▶ Data for this task
____________
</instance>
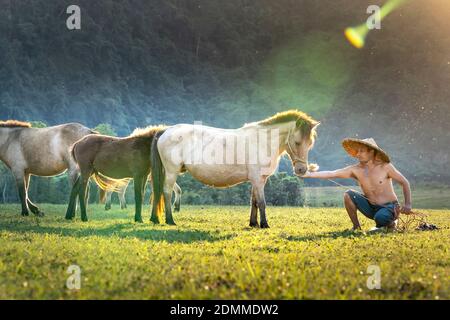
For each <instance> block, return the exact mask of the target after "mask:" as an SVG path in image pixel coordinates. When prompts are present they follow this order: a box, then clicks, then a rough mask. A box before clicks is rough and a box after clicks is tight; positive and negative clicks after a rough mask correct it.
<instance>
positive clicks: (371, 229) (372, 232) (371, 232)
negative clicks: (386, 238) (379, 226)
____________
▶ Assigned task
Please rewrite all of the entries above as a numbered list with one line per item, skipping blank lines and omitting the pictures.

▶ Problem solution
1. </instance>
2. For each <instance> block, return the exact mask of the target after "mask:" as an SVG path in image pixel coordinates. When prompts are present they follow this order: a box, then clicks, then a rough mask. A box before clicks is rough and a box after clicks is tight; positive and negative clicks after a rough mask correct it.
3. <instance>
4. positive clicks: (371, 229) (372, 232) (371, 232)
5. negative clicks: (386, 238) (379, 226)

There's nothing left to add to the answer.